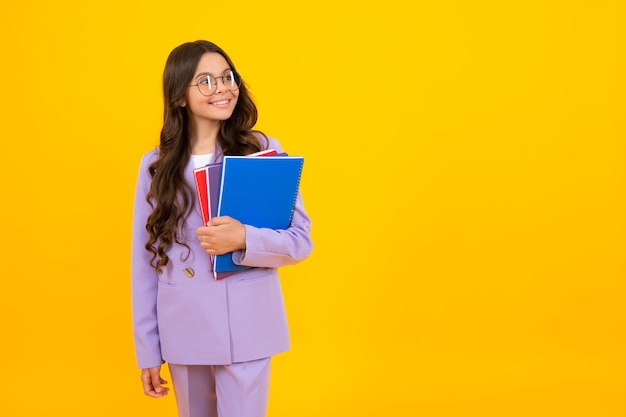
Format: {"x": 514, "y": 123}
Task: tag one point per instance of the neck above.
{"x": 203, "y": 137}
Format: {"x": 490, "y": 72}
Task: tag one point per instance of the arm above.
{"x": 144, "y": 279}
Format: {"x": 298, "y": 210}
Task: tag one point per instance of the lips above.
{"x": 220, "y": 103}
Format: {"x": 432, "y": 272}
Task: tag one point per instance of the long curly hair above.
{"x": 170, "y": 196}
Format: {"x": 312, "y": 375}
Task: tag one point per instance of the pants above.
{"x": 236, "y": 390}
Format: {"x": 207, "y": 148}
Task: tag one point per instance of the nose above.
{"x": 219, "y": 85}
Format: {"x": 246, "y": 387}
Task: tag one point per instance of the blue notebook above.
{"x": 260, "y": 192}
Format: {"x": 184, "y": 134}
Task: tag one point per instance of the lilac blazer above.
{"x": 198, "y": 320}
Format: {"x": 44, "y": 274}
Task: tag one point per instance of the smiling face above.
{"x": 216, "y": 108}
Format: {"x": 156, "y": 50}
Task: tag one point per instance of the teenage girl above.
{"x": 217, "y": 336}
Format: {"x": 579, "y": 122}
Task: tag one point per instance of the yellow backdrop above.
{"x": 464, "y": 171}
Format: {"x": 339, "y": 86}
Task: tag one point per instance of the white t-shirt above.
{"x": 201, "y": 160}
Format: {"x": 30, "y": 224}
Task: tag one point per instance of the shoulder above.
{"x": 149, "y": 157}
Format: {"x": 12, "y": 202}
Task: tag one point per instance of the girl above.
{"x": 217, "y": 336}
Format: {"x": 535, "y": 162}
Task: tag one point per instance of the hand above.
{"x": 152, "y": 382}
{"x": 222, "y": 235}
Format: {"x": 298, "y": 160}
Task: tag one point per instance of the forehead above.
{"x": 212, "y": 63}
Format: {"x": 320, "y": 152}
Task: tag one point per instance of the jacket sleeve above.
{"x": 144, "y": 278}
{"x": 275, "y": 248}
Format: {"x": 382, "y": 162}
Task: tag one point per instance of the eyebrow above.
{"x": 204, "y": 74}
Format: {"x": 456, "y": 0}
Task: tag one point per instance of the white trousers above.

######

**Work request**
Only these lines should appear in the reply: the one containing "Task: tag one point per instance of the eyebrow", the last line of the data, and all lines between them, each copied exactly.

**Answer to the problem**
Task: tag one point per instance of the eyebrow above.
{"x": 204, "y": 74}
Format: {"x": 456, "y": 0}
Task: tag one point per instance of the white trousers above.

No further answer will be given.